주어진 줄 -
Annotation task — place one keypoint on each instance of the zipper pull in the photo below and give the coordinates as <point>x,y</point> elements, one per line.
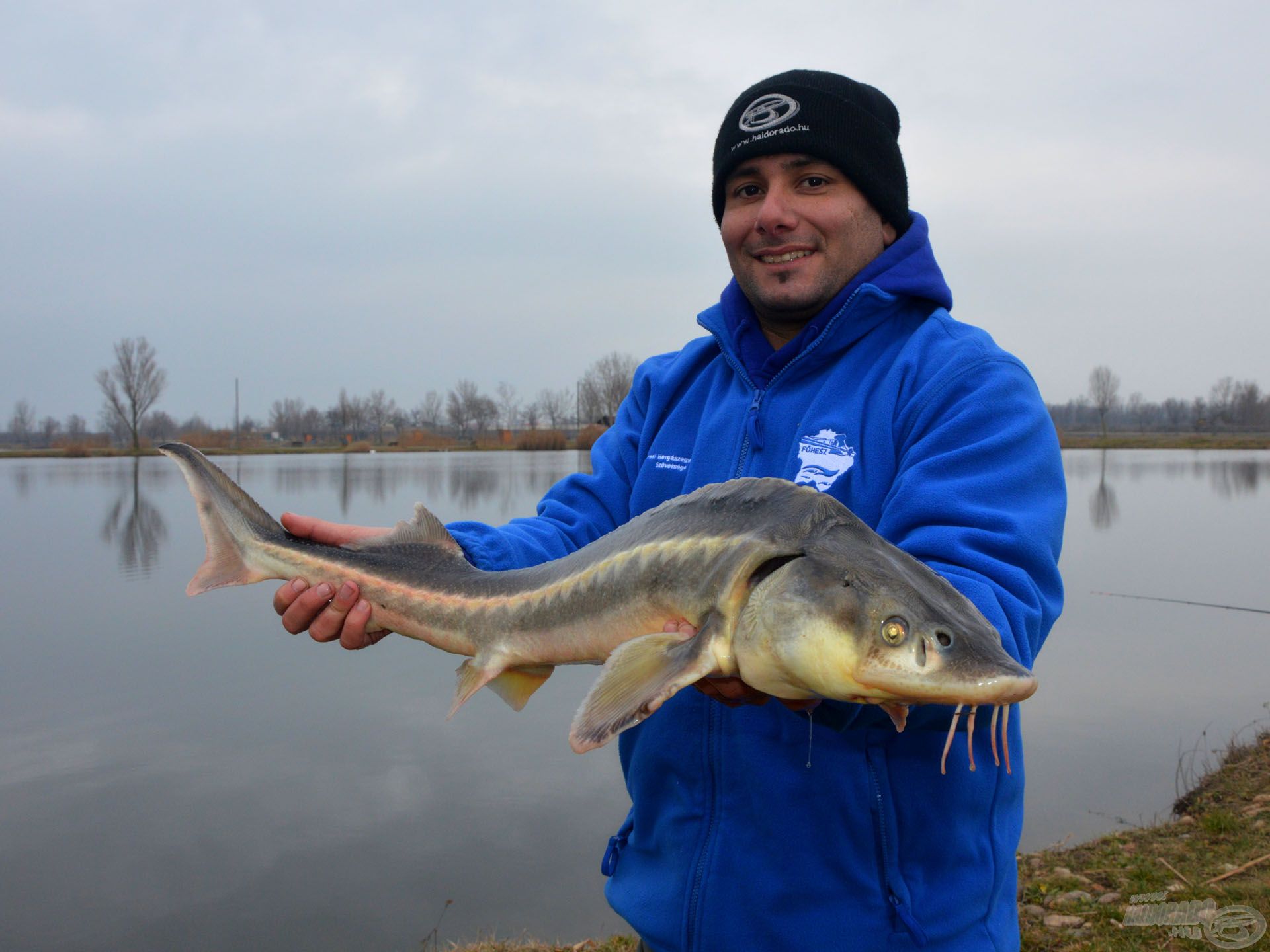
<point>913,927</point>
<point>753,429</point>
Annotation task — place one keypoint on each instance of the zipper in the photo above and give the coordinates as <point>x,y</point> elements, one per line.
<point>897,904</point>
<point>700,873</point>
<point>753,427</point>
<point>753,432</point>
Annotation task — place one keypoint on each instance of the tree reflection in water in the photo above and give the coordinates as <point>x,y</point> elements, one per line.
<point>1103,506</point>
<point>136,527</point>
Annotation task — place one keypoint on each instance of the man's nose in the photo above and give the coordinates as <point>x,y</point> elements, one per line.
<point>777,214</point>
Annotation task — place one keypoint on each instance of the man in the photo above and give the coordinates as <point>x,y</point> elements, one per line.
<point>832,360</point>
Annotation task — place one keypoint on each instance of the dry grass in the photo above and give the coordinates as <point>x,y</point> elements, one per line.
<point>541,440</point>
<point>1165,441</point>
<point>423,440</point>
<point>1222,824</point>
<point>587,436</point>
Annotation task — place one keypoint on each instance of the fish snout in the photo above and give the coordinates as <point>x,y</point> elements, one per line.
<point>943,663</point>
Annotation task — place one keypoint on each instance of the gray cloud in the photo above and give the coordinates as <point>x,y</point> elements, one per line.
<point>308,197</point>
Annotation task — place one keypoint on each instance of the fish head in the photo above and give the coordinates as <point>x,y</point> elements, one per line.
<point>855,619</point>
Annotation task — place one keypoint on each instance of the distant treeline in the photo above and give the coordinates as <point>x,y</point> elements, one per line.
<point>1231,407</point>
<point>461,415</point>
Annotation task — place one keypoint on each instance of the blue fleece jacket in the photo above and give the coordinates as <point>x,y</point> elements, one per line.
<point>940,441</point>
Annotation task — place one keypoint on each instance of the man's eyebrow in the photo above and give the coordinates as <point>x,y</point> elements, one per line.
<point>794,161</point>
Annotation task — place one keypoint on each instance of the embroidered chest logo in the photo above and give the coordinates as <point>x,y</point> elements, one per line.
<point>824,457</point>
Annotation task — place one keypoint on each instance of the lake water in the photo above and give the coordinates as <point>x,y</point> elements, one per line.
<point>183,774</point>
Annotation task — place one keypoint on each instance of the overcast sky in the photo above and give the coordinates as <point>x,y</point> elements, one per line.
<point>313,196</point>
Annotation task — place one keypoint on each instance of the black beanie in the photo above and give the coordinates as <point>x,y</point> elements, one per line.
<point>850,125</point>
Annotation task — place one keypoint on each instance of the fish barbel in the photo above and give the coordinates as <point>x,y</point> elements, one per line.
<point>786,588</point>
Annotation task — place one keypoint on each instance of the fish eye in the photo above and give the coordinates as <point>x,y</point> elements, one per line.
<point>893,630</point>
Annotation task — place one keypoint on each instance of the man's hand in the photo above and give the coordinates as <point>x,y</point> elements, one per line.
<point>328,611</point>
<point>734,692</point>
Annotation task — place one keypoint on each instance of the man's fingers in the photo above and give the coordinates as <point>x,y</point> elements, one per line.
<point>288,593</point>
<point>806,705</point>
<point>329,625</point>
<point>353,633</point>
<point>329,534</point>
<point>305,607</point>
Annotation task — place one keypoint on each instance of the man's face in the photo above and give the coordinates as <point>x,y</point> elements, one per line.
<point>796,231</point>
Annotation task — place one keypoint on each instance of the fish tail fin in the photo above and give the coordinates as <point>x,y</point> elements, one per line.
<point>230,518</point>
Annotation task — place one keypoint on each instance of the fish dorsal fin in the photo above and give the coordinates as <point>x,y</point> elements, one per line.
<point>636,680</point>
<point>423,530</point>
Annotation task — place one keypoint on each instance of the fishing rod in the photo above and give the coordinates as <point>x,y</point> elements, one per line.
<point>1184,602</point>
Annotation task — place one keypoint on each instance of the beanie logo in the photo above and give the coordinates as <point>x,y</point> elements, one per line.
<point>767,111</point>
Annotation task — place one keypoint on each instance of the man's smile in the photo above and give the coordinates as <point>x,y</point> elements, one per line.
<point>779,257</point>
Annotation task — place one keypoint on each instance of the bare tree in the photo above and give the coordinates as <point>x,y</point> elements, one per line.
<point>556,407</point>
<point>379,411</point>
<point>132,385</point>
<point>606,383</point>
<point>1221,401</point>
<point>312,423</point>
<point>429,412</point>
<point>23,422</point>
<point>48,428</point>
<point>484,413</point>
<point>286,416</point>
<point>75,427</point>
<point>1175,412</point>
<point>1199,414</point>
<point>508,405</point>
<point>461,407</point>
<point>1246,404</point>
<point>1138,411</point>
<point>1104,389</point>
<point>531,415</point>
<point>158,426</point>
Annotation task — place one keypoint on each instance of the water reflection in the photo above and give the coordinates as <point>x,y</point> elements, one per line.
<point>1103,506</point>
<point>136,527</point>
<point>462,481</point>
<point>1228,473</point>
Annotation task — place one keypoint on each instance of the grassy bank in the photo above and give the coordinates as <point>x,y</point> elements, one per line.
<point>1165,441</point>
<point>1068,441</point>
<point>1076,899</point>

과제 설명 -
위의 줄을 처음부터 끝까지 한 글자도 바꾸지 말고 그대로 옮겨 쓰세요. 그림은 답에 넣지 마세요.

완성된 과제 -
Annotation task — place one keypoint on each instance of the zipper pull in the photo below and give the coordinates as <point>x,y</point> elements, one per line.
<point>913,927</point>
<point>753,429</point>
Annotation task — place one keypoint on each instance of the zipper in the photo above and give the coordinates as <point>x,y</point> elements, one per line.
<point>897,904</point>
<point>700,873</point>
<point>753,427</point>
<point>753,432</point>
Annotation task — place one keypoint on each instance of the tree reflection in water in the photo above and give the coordinates as <point>x,y</point> elements, one per line.
<point>1103,506</point>
<point>136,527</point>
Annotation task — place one keypoint on each instance of the man's nose in the photo above and give the coordinates as <point>x,y</point> elements, one per line.
<point>777,214</point>
Annotation task — place one keypoint on each instance of the man in the photo above and give the coordinates as <point>x,y</point> elements, one per line.
<point>832,360</point>
Annotation task — place one keypoint on each instance of the dry grass in the photo above and give the coordinates as <point>x,y</point> elements, one per line.
<point>541,440</point>
<point>1165,441</point>
<point>423,440</point>
<point>1222,824</point>
<point>587,436</point>
Annotation task — place one keypoint on each instance of the fish snout in the photo above and give the coordinates as <point>x,y</point> elements, one per line.
<point>943,663</point>
Annotation task — place one keypoint on each instance of the gray cloud in the photo above and give the coordinates as <point>x,y</point> elements, one per line.
<point>308,197</point>
Annotation task — place one keypoint on each instance of the fish head in the photo above and give the coordinates as <point>x,y</point> elements, one per line.
<point>855,619</point>
Annotation task — place one keypoint on each instance of the distant treeline in the photo above and give the coordinates as <point>x,y</point> elements, one per line.
<point>1231,407</point>
<point>461,415</point>
Annotation task — place one keypoint on each instance of the blue fleece jacket in the photo above and give the coordinates as <point>x,y</point> elements, one per line.
<point>940,441</point>
Annotation task — place one keypoint on each instance of the man's eyebrow in the photo above and give the coordinates as <point>x,y</point> elements, one per line.
<point>794,161</point>
Annotation task — place one keypoint on each instance of the embroidered chest logo in the photo above and give the coordinates as <point>x,y</point> elements, one per line.
<point>824,457</point>
Annotation task — place one keypoint on each instance of the lake water in the photo above and give the coordinates as <point>x,y</point> elements, one per line.
<point>183,774</point>
Annotation task — place one keypoint on each instance of the overcast sky in the photo above and give the coordinates as <point>x,y</point> elements, one per line.
<point>313,196</point>
Annotation task — place one keypoint on each instance of the black beanie in the photo above and give the coordinates as <point>x,y</point> elements, one per line.
<point>850,125</point>
Annotation task — place one keypoint on each instance of the fish barbel in the photo above and give the coordinates as <point>x,y</point> elements, one per line.
<point>786,588</point>
Annotation task — place one keypoint on each instance of the fish eye in the photo above and give the coordinates as <point>x,y</point> elements, one per line.
<point>893,630</point>
Annotation task — place one keypoint on each instance of the man's hand in the photo above and give the coordinates as <point>x,y</point> elements, one per line.
<point>328,611</point>
<point>734,692</point>
Annotation task — place one keypoint on each instance of the man's fingers in the photo above and give the coordinates as <point>x,y</point> elements, one per line.
<point>288,593</point>
<point>806,705</point>
<point>329,625</point>
<point>353,633</point>
<point>329,534</point>
<point>305,607</point>
Annotation task — place one keypoint on each instance of the man's face in the photo above and give the coordinates as <point>x,y</point> elements, one per line.
<point>796,231</point>
Annotation task — place one keypoint on each instance of the fish tail fin in the photo above and give the coordinates as <point>x,y</point> elements, one per line.
<point>230,518</point>
Annotation task — place one keypoint on each instance of the fish dorsal fin in the photo above and give the coordinates as <point>x,y</point> elements, one per line.
<point>636,680</point>
<point>423,530</point>
Annotation task — place one keypoint on each instance of the fishing rod in the photo above and give the coordinates as <point>x,y</point> elements, one per line.
<point>1184,602</point>
Annotation task — place one keypoint on each instance of the beanie logo in the photo above and give the coordinates as <point>x,y</point> elements, one per line.
<point>767,111</point>
Annotation task — place one keypoint on each instance of the man's smile in the photo above and give the coordinates as <point>x,y</point> elements, one per line.
<point>779,257</point>
Annotation task — place one keypoint on each instance of the bare tree in the photo above and give the coordinates as <point>x,y</point> elements, one per line.
<point>556,407</point>
<point>379,411</point>
<point>132,385</point>
<point>606,383</point>
<point>1221,401</point>
<point>312,423</point>
<point>429,412</point>
<point>23,422</point>
<point>48,428</point>
<point>484,413</point>
<point>286,416</point>
<point>75,427</point>
<point>1175,412</point>
<point>1199,414</point>
<point>508,405</point>
<point>461,407</point>
<point>1246,404</point>
<point>1138,411</point>
<point>1104,389</point>
<point>531,415</point>
<point>158,426</point>
Annotation task — place one keypoint on each instance of the water reflection in the photo above and give the coordinates as <point>x,y</point> elements, one per line.
<point>1103,506</point>
<point>136,527</point>
<point>462,481</point>
<point>1228,473</point>
Annotation task — place one keypoint on each instance of the grassy bank in the photo above and give the coordinates as <point>x,y</point> elements, one per line.
<point>1165,441</point>
<point>1068,441</point>
<point>1076,899</point>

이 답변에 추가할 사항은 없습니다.